* SOURCE EXTRACT

═══

Students will interpret expressions and name the parts including coefficient, terms, factors, constants and variables. The students will recognize one or more of the parts, including expressions in parentheses, as one entity. They will define variables and create expressions from given descriptions. They will simplify expressions by performing basic operations and combing like terms.

Students will understand that a function has two sets of values called the domain and range. They will define the domain and range for all functions given. They will use function notation, evaluate functions and create tables and graphs with the given information. They will recognize sequences as functions. They will recognize qualities of function graphs such as maximum, minimum, increasing, decreasing, outliers, clusters, positive and negative and be able to create graphs with a given description. They will calculate the average rate of change, slope, for a given function. They will find the slope from the graph, a table and given points by using the formula. Students will graph linear and quadratic functions and show intercepts, maxima and minima. They will graph absolute value, square root, piecewise and step-functions.  They will create tables of the domain and range and graph the given pairs. They will recognize graphs based on the shapes depicted on the coordinate plane. They will graph exponential functions.

Students will write functions that describe the relationship between two quantities. They will combine functions using arithmetic operations. They will write and interpret arithmetic and geometric sequences with explicit and recursive formulas. They will solve real-world problems by creating sequences and solving for a given term.

Students will use transformations to examine the changes to graphs. They will graph functions and the transformations to explore the changes and the effects on solutions to the equations. They will describe the changes to the parent function of a graph by examining the given equation. Students will find inverse functions and write equations for them.

They will create equations and inequalities in one variable to solve for an unknown. They will use the properties to explain the steps of the solution. They will graph solutions of inequalities on a number line.

Students will rearrange formulas to solve for a given variable. They will use the given solution to solve real-world problems.

Students will create equations arising from linear, quadratic, rational and exponential functions and inequalities in one variable and use them to solve problems.  Students will create equations in two variables to represent relationships between quantities; these will be graphed on coordinate planes with axes and scales labeled. Students will understand that the graph of an equation in two variables is the set of all solutions graphed in a curve, or line.

═══

* DATASET CONTENT
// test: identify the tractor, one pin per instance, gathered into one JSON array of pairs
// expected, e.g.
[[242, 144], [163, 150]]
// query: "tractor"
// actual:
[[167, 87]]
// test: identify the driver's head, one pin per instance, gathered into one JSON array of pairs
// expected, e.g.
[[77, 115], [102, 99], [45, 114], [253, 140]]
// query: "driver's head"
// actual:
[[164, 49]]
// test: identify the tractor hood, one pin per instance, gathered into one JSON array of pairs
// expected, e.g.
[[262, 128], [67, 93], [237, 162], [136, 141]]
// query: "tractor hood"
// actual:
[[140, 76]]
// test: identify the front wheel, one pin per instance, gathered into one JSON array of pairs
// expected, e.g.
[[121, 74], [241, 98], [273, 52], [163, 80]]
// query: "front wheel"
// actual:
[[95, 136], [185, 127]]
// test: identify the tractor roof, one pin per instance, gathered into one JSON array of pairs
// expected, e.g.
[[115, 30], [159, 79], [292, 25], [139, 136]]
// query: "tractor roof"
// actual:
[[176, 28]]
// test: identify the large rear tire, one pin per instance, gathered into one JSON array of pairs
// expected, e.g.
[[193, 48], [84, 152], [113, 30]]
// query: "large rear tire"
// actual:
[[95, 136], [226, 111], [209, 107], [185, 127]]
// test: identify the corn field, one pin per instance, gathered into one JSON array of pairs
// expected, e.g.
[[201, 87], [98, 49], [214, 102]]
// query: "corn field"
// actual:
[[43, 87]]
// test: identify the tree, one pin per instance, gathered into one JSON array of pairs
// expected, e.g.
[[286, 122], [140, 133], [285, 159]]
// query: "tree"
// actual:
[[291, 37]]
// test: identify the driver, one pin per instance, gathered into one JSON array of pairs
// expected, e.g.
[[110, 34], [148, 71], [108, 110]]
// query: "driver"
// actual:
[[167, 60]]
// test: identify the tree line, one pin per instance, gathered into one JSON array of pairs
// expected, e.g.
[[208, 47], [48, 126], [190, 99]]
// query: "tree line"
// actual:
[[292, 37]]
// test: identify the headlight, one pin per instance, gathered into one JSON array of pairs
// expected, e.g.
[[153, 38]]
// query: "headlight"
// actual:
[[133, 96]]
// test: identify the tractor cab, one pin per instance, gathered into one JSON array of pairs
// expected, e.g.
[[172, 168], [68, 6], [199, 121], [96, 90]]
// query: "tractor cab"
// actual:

═══

* WHAT IS EXPECTED
According to the algebra course description, what two sets of values does a function have?

* ANSWER TO THIS TASK
A domain and a range.